◆ Given exercise: Condense the Lynn Riggs text into two sentences.

◆ Text excerpt:
Q&A: Native American Theater and Lynn Riggs

Cherokee playwright Lynn Riggs

 

The Cherokee playwright Lynn Riggs (1899–1954) was the only Native American dramatist writing for the Broadway stage during the beginning of the 20th century. As a child of the Cherokee Nation, Riggs (above) witnessed the social, legal and cultural changes of his community when, in 1907, Indian Territory became Oklahoma. This childhood experience inspired Green Grow the Lilacs, a Pulitzer-Prize nominated drama that was later adapted into the hit musical Oklahoma!

On Wednesday, Nov. 17 and Thursday, Nov. 18, the National Museum of the American Indian will host a production of Green Grow the Lilacs by the U.S. Naval Academy’s theater troupe, the Masqueraders. Dr. Christy Stanlake, a scholar in Native American theater and director of the Masqueraders, recently spoke with NMAI about how she first learned of Riggs’ work, her students’ reactions to the play and what she hopes her audience will take away from the performances.

Why did you choose to stage this particular play?

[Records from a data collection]
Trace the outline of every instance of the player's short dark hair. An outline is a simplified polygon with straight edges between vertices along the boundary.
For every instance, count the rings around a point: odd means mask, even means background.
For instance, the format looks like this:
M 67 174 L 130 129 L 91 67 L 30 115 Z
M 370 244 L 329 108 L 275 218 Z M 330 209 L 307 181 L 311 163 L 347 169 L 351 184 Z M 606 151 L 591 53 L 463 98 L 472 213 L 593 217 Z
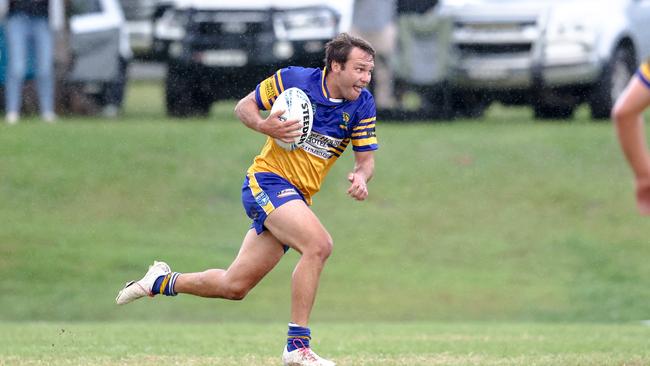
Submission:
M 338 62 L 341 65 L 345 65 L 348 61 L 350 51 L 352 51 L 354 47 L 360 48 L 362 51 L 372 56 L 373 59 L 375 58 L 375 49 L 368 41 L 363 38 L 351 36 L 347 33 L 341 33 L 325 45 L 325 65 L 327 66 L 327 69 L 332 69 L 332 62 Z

◆ Result of this task: Lynn Riggs (1899–1954), a Cherokee playwright and the only Native American dramatist writing for Broadway in the early 20th century, drew on witnessing Indian Territory become Oklahoma in 1907 to write Green Grow the Lilacs, a Pulitzer-Prize nominated drama later adapted into the musical Oklahoma! The National Museum of the American Indian will host a production of the play on Nov. 17 and 18 by the U.S. Naval Academy's Masqueraders, whose director, Dr. Christy Stanlake, spoke with NMAI about the performances.